- SELECTION:
=-=-=

# Haunt name???



## ScareShack (May 26, 2006)

Need help in naming my haunt. Im getting a domain name(.com).
I would like it maybe after my streets name(woodsong lane) or town(greece) or city(rochester).
need sugestions, was thinking somethin along the lines of hauntedwoodsong.com,
woodsonghaunts.com, 
thehauntingreece.com,
hauntedrochester.com,
and so on.......
I do a yard display, and need to redoe my site wich is some crappy geocitie add, geo something...then night of screams.
I would like to personalize it before the site gets built, while useing a name that fits.
Any suggestions?????


----------



## edwood saucer (Aug 21, 2006)

How much fun is this!

You've started off well - I mean with an idea that relates to your area.

You also need to create a legend - a back story - all good haunts have one.

ALL good haunts - even in movies (save Elm street) are on a LANE - so if it were me I'd try to preserve that.

Then the fun begins:
Ghoul of Woodsong Lane (ghoulofwoodsonglane.com)
Woodsong Lane Estate (woodsonglaneestate.com...you get the idea)
Haunting on Woodsong Lane
Legend of Woodsong Lane

It's all fun. Good luck.


----------



## Lilly (Jun 13, 2006)

hauntedwoodsong.com sounds good to me


----------



## Denhaunt (Aug 18, 2006)

=-=-=

- EXERCISE OBJECTIVE: Please continue the haunt-naming thread, starting with the reply under its last header. The material below has nothing to do with the haunt-naming thread.

- DATA SHOWN:
=-=-=

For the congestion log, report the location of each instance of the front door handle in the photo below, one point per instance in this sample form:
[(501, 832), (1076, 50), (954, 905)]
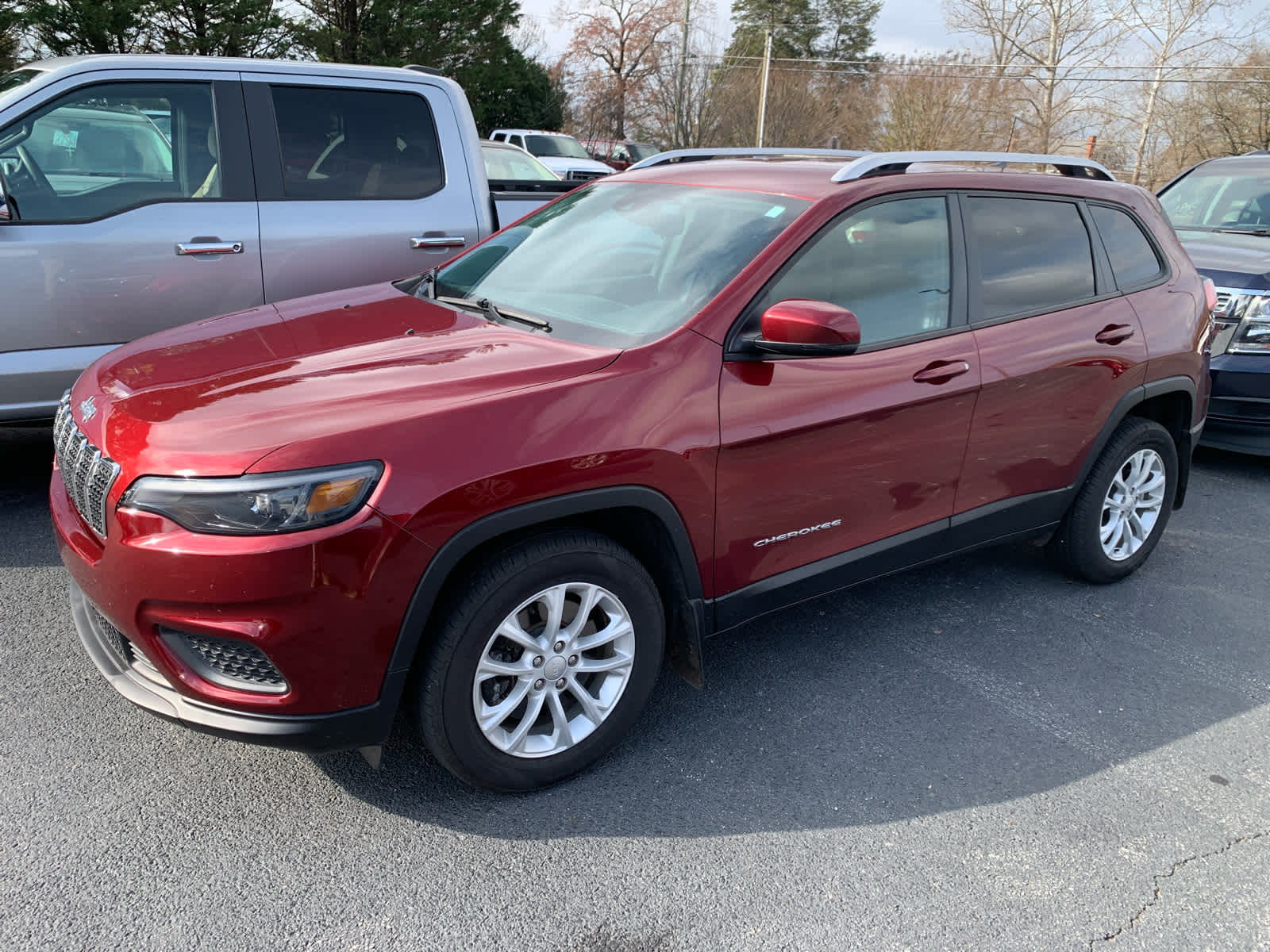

=-=-=

- EXERCISE OUTPUT:
I like woodsong Manor


----------



## Denhaunt (Aug 18, 2006)

Or even better yet, "Woodsong Hill".


----------



## ScareShack (May 26, 2006)

thanks guys, i ended up going with hauntedwoodsong.com.
Now just need the time to put it together.


----------



## Lilly (Jun 13, 2006)

i like that name .. reminds me of wolves howling inthe woods


----------



## NecroBones (Feb 10, 2006)

johnny933 said:


> thanks guys, i ended up going with hauntedwoodsong.com.
> Now just need the time to put it together.


Excellent choice. Picking domain names is fun... too fun. Addicting, in fact. I've lost count of how many I have... somewhere over a dozen.


----------



## pyxl (Oct 17, 2005)

I can't seem to forget you. Your Woodsong stays on my mind.


----------



## ScareShack (May 26, 2006)

Thanks pyxl, now if I can just find the time to work on it.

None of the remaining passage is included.